| Seitenauszug |
★ ★ ★

Januar 2023

Transparenz, Verantwortung und Gerechtigkeit

In der heutigen Zeit, wo jeder schreibt, aber keiner mehr liest, gibt es doch immer wieder auch Hoffnungszeichen. Diese seltenen Lichtblicke zeigen allerdings, dass Lesen in Wirklichkeit gar nicht so einfach ist. Die intensive Beschäftigung mit einem lohnenden Text ist eine privilegierte Situation, in der der Leser aus seinem eigenen beschränkten Umfeld heraustreten muss um sich von einem imaginären Standpunkt aus, gleichsam von außerhalb des Lebens, neue Kategorien zu erschließen. Je besser der Text, desto mehr von sich selbst muss der Leser vernachlässigen – bei richtig guten Texten bleibt da eigentlich nur die jahrelange Einzelhaft im Hochsicherheitstrakt. Tatsächlich kommt dann sogar das Schreiben wieder zu seinem Recht: wenn Leser sich über ihre Leseerfahrungen austauschen – und andere von diesem Austausch berichten.

 

So geschehen vor zehn Jahren, als Anwar Ibrahim, seit Ende November 2022 neuer Ministerpräsident von Malaysia, von Julian Assange interviewt wurde. „Wie haben Sie überlebt?“ fragt Assange und hebt lächelnd den Daumen, als Ibrahim aufzählt: die komplette Shakespeare-Werkausgabe („4 einhalb-mal“), Boris Pasternak, Tolstoi. Es sei eine intensivere Leseerfahrung in den Gefängnismauern, man versenkt sich viel tiefer in die Geschichten, fährt er fort. „Manchmal ist es natürlich etwas deprimierend, dabei auf die Mauern schauen zu müssen“ – aber man wird zu einem Teil des Werks und nimmt Neues in schon längst bekannten Büchern wahr. „Ich hatte den Dialog von König Lear mit Cordelia noch nie vorher wirklich verstanden“, berichtet Ibrahim, und Assange erwidert: „Ich habe `Krebsstation“ von Solschenizyn im Gefängnis gelesen. Ein wundervolles Buch, aber sehr deprimierend und brutal.“ Das habe ihm gezeigt, dass er auch an einem schlimmeren Ort sein könnte: “Ich könnte auf einer sibirischen Krebsstation sein und Krebs haben, zum Beispiel.“ Die beiden tauschen sich über ihre Methoden der Zeitstrukturierung in der Haft aus. Ibrahim betont die Bedeutung der Sympathie, die ihm von dem Gefängnispersonal bei den wenigen Begegnungen (unter Überwachungskameras) entgegengebracht wurde. Der intensive Leser strahlt etwas zurück von dem Geist seiner Lektüre. „Ehrlich gesagt“, gesteht Ibrahim aber lachend, „habe ich auch manchmal stundenlang unter der Dusche Songs von den Beatles und Elvis Presley gesungen.“ Draußen demonstrierten hunderttausende für sie – doch nur der intensive Leser wird selbst zum Teil der Menschheitsgeschichte.

Hansjörg Rothe ist Mitglied im FDA LV Thüringen.

★ ★ ★

(Gespeicherte Dateneinträge)
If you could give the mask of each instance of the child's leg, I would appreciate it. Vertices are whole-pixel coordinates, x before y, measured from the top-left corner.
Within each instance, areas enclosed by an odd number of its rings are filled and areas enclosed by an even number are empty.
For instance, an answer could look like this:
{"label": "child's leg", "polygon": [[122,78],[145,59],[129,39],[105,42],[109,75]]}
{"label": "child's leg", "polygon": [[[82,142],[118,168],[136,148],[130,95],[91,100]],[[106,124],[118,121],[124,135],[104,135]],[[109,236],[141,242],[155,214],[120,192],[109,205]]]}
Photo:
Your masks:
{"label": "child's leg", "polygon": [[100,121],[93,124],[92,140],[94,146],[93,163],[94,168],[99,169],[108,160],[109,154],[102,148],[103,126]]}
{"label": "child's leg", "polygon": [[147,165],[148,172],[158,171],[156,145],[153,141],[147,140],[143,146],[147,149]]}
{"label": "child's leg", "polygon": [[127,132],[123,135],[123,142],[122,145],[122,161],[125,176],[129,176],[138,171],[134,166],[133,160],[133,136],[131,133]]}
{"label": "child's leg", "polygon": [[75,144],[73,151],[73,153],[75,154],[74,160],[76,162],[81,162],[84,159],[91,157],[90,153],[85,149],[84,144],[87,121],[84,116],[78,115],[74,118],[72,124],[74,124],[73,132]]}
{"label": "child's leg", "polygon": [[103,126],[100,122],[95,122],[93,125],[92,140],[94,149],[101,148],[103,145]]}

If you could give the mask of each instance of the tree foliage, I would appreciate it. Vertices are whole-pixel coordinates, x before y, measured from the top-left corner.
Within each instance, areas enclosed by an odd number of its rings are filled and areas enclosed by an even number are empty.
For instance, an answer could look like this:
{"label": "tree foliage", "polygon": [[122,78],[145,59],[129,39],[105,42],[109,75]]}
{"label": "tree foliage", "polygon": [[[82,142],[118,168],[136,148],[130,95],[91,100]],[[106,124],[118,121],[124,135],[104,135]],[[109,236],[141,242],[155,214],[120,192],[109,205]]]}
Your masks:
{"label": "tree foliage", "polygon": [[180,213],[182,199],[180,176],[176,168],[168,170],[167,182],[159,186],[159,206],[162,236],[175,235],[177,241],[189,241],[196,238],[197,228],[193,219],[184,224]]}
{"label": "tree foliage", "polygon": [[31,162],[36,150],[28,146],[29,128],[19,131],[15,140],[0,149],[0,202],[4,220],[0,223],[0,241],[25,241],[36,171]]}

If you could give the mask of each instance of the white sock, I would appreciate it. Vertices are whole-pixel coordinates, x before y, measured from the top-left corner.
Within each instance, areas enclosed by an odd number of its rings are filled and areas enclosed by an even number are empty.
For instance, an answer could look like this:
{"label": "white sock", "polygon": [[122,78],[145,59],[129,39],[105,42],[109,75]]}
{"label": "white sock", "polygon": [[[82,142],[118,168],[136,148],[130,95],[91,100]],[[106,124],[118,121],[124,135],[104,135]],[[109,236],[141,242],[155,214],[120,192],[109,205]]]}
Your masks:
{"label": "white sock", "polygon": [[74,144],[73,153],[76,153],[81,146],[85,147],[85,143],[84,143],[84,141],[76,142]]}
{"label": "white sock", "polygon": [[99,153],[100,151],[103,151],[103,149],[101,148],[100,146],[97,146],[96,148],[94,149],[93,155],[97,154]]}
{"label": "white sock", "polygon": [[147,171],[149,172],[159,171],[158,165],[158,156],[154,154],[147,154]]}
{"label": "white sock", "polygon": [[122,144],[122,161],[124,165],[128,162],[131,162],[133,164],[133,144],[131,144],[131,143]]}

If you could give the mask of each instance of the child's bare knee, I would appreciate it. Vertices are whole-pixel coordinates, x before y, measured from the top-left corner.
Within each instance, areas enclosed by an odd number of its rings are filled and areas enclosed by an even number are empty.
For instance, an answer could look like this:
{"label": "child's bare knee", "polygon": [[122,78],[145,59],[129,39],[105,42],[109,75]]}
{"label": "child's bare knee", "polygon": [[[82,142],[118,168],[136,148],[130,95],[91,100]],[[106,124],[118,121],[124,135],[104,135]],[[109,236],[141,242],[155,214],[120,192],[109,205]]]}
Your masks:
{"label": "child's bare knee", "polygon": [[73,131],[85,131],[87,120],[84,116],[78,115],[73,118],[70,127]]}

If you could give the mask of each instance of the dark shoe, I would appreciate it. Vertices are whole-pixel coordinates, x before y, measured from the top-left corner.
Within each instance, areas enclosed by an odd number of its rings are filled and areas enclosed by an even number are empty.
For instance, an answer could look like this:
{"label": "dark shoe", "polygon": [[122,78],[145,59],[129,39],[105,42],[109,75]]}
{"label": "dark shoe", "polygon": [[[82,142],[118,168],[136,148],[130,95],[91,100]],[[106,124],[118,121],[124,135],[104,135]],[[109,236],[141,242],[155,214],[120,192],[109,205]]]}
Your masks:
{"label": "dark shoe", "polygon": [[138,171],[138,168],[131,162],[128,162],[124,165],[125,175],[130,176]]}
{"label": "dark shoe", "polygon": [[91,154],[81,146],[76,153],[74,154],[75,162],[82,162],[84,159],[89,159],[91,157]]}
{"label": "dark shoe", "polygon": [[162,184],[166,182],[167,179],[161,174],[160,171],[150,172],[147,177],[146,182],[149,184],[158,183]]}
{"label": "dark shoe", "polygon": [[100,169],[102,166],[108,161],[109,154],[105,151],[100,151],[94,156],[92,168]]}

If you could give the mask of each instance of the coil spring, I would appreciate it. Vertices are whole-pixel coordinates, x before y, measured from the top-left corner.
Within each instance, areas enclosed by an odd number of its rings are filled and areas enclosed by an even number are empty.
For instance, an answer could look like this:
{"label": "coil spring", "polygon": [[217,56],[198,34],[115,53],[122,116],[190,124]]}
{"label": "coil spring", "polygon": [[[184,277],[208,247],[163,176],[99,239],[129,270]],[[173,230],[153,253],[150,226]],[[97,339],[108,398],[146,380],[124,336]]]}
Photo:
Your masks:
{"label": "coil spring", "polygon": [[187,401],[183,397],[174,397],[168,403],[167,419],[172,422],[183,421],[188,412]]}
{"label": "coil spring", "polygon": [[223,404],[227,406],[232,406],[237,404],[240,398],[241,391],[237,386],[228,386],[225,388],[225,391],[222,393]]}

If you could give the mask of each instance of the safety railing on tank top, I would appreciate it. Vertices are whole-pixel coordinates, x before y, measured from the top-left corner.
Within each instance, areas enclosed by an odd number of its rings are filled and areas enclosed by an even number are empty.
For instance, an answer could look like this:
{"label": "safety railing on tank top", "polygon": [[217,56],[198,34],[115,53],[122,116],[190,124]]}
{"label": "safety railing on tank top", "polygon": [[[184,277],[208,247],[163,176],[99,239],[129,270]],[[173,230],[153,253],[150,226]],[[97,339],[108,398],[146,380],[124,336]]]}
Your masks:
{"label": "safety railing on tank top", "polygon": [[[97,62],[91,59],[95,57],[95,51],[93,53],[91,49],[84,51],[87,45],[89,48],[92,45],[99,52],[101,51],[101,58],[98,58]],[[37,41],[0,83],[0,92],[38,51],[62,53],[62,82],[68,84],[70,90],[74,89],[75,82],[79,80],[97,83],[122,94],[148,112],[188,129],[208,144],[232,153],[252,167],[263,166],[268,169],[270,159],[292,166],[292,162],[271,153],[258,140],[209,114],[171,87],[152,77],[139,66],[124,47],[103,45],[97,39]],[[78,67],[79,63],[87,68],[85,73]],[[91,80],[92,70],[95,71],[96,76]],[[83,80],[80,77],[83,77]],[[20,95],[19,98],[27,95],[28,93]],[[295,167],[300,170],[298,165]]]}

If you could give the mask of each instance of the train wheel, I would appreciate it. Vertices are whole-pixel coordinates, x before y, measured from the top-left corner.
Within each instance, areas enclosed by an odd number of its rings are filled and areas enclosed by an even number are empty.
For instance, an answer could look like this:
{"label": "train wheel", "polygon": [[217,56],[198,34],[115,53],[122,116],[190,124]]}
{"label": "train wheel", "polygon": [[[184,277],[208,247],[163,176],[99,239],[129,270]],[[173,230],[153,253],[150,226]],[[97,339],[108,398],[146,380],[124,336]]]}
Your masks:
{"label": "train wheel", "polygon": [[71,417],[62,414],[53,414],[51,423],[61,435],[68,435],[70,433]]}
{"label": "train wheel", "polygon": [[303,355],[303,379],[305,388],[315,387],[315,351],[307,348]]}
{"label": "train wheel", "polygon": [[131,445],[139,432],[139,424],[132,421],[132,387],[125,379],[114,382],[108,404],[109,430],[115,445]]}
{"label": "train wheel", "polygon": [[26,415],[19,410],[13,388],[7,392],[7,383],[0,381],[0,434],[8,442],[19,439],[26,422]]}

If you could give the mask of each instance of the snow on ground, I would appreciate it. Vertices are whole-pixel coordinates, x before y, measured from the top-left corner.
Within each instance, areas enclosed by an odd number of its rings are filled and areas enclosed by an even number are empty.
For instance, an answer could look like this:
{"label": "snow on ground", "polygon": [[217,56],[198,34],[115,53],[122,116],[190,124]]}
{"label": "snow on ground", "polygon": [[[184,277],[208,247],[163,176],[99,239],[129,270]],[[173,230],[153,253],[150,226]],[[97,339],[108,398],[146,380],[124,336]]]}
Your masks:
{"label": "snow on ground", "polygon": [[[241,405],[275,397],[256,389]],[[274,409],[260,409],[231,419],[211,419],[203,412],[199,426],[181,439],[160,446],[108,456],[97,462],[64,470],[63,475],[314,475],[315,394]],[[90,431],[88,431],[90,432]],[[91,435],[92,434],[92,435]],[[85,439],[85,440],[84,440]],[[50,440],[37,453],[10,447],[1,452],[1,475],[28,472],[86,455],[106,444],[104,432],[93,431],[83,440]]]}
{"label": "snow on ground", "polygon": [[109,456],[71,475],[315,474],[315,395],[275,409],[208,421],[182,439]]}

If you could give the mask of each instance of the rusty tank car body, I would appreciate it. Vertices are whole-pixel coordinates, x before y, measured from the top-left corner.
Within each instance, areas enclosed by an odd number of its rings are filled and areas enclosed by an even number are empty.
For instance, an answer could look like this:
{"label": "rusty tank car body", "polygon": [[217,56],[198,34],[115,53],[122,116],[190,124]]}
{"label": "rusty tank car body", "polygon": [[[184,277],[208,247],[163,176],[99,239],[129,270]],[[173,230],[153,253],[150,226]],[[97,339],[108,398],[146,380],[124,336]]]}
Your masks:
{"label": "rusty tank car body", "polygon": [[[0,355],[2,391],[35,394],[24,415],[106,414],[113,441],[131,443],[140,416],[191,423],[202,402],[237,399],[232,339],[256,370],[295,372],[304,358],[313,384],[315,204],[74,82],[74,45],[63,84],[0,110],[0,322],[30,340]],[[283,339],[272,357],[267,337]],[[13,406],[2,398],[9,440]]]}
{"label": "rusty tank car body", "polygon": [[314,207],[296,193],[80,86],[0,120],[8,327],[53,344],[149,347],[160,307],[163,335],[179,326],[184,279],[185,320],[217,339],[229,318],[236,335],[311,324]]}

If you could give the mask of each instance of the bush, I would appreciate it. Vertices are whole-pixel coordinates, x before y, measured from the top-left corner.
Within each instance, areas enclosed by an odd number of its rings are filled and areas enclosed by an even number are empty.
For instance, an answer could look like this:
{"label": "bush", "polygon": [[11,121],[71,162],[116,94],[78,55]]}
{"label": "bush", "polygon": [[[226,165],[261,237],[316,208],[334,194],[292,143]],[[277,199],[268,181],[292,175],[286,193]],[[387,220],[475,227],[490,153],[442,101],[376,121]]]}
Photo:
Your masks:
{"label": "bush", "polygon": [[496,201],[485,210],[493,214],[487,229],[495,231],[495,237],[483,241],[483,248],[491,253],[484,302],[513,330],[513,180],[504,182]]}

★ ★ ★

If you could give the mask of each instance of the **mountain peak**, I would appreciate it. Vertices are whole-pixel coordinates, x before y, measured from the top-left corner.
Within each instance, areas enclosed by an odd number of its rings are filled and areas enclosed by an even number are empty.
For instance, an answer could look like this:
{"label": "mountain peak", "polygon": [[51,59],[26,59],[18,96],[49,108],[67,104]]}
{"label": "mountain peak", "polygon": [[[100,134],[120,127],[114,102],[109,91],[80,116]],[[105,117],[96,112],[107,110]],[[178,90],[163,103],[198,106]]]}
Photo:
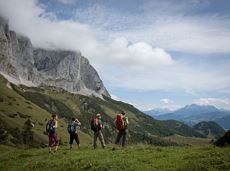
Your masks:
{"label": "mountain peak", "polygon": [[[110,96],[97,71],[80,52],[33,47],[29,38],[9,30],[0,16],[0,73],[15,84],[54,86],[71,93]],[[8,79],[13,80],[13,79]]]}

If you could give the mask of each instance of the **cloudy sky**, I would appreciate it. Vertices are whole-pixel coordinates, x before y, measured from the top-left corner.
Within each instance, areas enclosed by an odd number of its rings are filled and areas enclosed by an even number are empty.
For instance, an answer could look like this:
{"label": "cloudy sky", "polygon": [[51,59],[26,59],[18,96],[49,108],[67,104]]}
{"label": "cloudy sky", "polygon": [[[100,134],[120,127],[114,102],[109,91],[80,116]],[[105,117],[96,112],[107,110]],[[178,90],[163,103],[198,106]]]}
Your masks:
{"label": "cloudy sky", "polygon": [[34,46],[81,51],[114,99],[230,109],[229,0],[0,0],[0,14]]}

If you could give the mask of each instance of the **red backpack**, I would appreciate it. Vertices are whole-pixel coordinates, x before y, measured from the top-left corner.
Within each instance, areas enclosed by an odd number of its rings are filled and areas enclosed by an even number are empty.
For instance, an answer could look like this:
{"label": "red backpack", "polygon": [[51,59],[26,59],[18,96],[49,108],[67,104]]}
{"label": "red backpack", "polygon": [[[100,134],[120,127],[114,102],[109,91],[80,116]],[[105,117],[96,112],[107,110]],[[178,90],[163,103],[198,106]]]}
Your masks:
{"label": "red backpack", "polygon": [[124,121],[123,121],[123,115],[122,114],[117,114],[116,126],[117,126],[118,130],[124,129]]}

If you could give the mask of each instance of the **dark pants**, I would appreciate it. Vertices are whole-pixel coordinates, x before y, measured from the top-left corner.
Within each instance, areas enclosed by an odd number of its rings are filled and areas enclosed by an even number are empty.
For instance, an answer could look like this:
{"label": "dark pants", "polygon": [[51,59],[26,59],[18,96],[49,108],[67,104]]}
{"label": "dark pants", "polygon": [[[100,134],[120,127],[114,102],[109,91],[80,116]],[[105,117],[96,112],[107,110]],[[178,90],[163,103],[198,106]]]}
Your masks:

★ ★ ★

| Aufgaben |
(1) Beantworte die folgenden Fragen zum Seitenauszug und kennzeichne die Antworten ebenfalls mit (a), (b) und (c).
(a) Seit wann ist Anwar Ibrahim Ministerpräsident von Malaysia?
(b) Welches Buch hat Julian Assange im Gefängnis gelesen?
(c) Wessen Songs hat Ibrahim manchmal stundenlang unter der Dusche gesungen?
(2) Fasse den Seitenauszug in zwei Sätzen zusammen.

| Lösungen |
(1)
(a) Seit Ende November 2022.
(b) „Krebsstation“ von Solschenizyn.
(c) Songs von den Beatles und Elvis Presley.

(2) Die intensive Beschäftigung mit einem lohnenden Text ist eine privilegierte Situation, in der der Leser aus seinem beschränkten Umfeld heraustreten muss. Ein Beispiel dafür ist ein Interview von Julian Assange mit Anwar Ibrahim vor zehn Jahren, in dem sich beide über ihre Lektüre im Gefängnis austauschen, etwa über Shakespeare bei Ibrahim und Solschenizyns „Krebsstation“ bei Assange.